--- Text provided ---
I got home today, and immediately texted my girlfriend who is out of the state visiting family. There was an interaction stuck in my throat from work, and I needed to get it out.
The last hour or so, I was working on administrative tasks with another sub in the coordinators office. When I arrive, we talk about the day, brief summaries of our classes, plans for tomorrow, then there is a lull. In this lull, and each moment like it during this hour, there is my focus is for this post. Around the lulls and moments of silence, there is conversation, or talking at least. I’ve forgotten most of what we, or rather they, talked about. I remember the items and bits that I was present and a part of the conversation for, however short and sporadic that was. I find myself unable to hold conversations, and this is going to be an active think of why.
I’m restricting myself a bit, because I noticed that when I was messaging my girlfriend my tone was a little harsh. It is not my intention to be hurtful or disrespectful to my co-workers, or to anyone else. I tend to have a disdain for things I don’t understand, which leads me to explore those things before I talk, write, or get too opinionated about them. I don’t really get small talk, and I wonder why people talk about the things they choose to talk about.
If you think about it, why do you talk about the things you talk about with your friends, co-workers, partner, or family? Please provide me some insight. I talk about what I do, for a lot of reasons, but they’re only reasons to me, for why I talk, I’m not sure why anyone listens. I write because it helps me feel better mentally to get my thoughts out, and it helps me feel like I contribute if I share them with someone, even better that I’m putting it out there for whoever to see it and read it. Hopefully I can help make other people feel better too, or at least think more about life and the world.
But I don’t talk nearly as much as I write. I don’t always articulate things the best way the first time I think/say/write them. Only when I’m writing I can fix it as I write, and when I’m speaking, I have to try to fix it afterwards, and that often doesn’t go well. Sometimes someone will say something clever to me in the hall, or even just say hello, and my response is a weird laugh or smile, or a weak greeting in return. I’m not confident, but I also don’t necessarily want to be, because it feels like a waste of my time and energy.
For me to talk, it has to be important, or relevant. If I talk, I’ve probably been thinking about it for anywhere from five seconds to several minutes before I decided to orate. This isn’t always, sometimes I’m reading directions from a plan, or I get sprung with small talk. Answering how I am several times a day, or other “normal” polite conversation. I’m not upset about it, but I don’t get it I guess.

Records of labeled points

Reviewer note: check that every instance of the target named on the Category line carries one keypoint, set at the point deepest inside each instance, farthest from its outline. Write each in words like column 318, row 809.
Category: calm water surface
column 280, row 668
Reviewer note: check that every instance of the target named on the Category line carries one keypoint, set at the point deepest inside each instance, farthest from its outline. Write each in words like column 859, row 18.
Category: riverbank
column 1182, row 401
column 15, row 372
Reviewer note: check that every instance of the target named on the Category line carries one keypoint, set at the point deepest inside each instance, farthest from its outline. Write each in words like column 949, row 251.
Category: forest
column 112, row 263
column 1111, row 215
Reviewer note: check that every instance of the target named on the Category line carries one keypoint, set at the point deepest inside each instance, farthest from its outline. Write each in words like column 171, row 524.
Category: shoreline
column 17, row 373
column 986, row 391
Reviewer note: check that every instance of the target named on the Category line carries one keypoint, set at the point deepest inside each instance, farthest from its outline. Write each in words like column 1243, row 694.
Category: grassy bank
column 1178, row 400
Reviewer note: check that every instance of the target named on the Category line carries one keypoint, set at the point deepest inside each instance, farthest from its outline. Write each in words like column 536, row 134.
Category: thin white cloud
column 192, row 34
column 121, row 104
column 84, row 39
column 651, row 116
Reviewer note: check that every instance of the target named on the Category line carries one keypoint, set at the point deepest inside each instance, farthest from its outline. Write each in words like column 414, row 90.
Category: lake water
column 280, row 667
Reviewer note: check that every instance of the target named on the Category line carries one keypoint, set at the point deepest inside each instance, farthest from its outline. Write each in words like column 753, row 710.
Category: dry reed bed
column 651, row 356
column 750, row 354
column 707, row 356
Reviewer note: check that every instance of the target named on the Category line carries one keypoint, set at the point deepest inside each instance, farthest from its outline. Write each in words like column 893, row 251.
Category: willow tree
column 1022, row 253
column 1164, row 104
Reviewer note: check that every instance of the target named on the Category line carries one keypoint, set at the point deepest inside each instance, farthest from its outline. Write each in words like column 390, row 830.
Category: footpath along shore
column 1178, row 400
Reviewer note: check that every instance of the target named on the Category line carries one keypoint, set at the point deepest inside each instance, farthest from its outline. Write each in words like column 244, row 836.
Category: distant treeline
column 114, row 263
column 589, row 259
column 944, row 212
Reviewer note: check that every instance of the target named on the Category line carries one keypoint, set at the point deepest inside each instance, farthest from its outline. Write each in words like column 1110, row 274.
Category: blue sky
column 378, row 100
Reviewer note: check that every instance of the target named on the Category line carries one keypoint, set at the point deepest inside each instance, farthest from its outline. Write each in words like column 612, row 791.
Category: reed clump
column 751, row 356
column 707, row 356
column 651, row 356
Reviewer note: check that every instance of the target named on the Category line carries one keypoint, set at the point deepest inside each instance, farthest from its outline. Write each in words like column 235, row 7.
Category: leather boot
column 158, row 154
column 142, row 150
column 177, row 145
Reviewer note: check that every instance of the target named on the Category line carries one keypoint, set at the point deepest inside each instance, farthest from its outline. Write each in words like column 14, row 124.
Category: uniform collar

--- Task list ---
1 - Decide whether each statement agrees with the post about small talk, answering yes or no and quoting the deciding words: (a) The writer texted their girlfriend right after getting home. (b) The writer talks more than they write. (c) The writer wants to become more confident.
2 - List every group of people that the post about small talk names in its question asking why you talk about the things you talk about.
3 - Rewrite the post about small talk from "If you think" up to and including "and the world.", swapping "thoughts" for "ideas".
None of this material is needed here.

--- Answers for the tasks ---
1 -
(a) Yes: "I got home today, and immediately texted my girlfriend who is out of the state visiting family."
(b) No: "But I don’t talk nearly as much as I write."
(c) No: "I’m not confident, but I also don’t necessarily want to be"

2 - friends, co-workers, partner, family

3 -
If you think about it, why do you talk about the things you talk about with your friends, co-workers, partner, or family? Please provide me some insight. I talk about what I do, for a lot of reasons, but they’re only reasons to me, for why I talk, I’m not sure why anyone listens. I write because it helps me feel better mentally to get my ideas out, and it helps me feel like I contribute if I share them with someone, even better that I’m putting it out there for whoever to see it and read it. Hopefully I can help make other people feel better too, or at least think more about life and the world.